Source extract:


    Image: courtesy Vincent Appel

  4. Oct 2 at 2 pm

    Sunday Salon Series

    Above: Left to right: Daniel Levin, Clayton Patterson, Ben Solomon, Albert Maysles, and Jenner Furst, Maysles Theater, Harlem, 2010

    Clayton Patterson has created a series of five Sunday Salons for the BMW Guggenheim Lab. This week, join Patterson, documentarian, artist, and archivist of the Lower East Side since 1978, and moviemakers Jenner Furst, Ben Solomon, and Daniel Levin for an intimate talk. Furst produced and Solomon and Levin directed the documentary Captured: A Film History of the Lower East Side (2008), an historical account of drag, punk, heroin, and gentrification in the Lower East Side.

    Ben Solomon was born and raised in downtown Manhattan. A child of the 1980s, son of a poet father and photographer mother, he grew up surrounded and inspired by the arts and the streets of New York. Captured (2008) was Ben’s first feature film, and since then has continued to express himself in a multitude of mediums, working as a filmmaker, a DJ, and always resourceful member of the local and international creative community.

Recorded data:
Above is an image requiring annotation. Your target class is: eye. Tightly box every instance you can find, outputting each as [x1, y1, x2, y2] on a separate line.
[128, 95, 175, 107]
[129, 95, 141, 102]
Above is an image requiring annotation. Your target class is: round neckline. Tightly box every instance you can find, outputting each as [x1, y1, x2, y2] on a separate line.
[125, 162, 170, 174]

---

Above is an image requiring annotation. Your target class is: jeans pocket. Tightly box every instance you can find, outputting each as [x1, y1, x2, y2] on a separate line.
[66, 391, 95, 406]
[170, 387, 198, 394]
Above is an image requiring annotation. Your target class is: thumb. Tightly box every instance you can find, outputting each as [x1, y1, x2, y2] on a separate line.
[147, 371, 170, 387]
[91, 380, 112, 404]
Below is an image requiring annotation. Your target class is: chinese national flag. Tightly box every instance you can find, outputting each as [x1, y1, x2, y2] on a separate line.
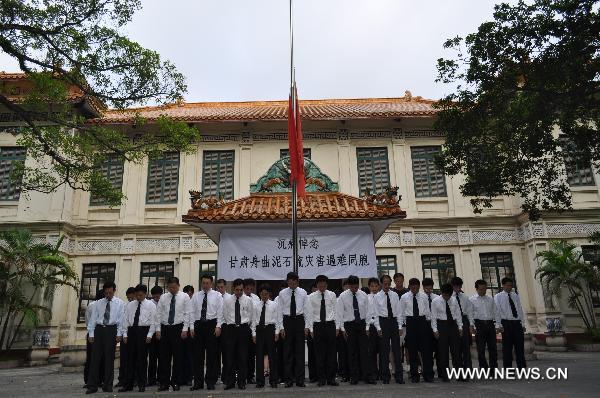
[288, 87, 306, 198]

About this task: Copy the passage from the Sunday Salon text from "4. Oct 2 at" up to and including "Lower East Side.". The records are separate material and are not connected to the text.

Response box:
4. Oct 2 at 2 pm

    Sunday Salon Series

    Above: Left to right: Daniel Levin, Clayton Patterson, Ben Solomon, Albert Maysles, and Jenner Furst, Maysles Theater, Harlem, 2010

    Clayton Patterson has created a series of five Sunday Salons for the BMW Guggenheim Lab. This week, join Patterson, documentarian, artist, and archivist of the Lower East Side since 1978, and moviemakers Jenner Furst, Ben Solomon, and Daniel Levin for an intimate talk. Furst produced and Solomon and Levin directed the documentary Captured: A Film History of the Lower East Side (2008), an historical account of drag, punk, heroin, and gentrification in the Lower East Side.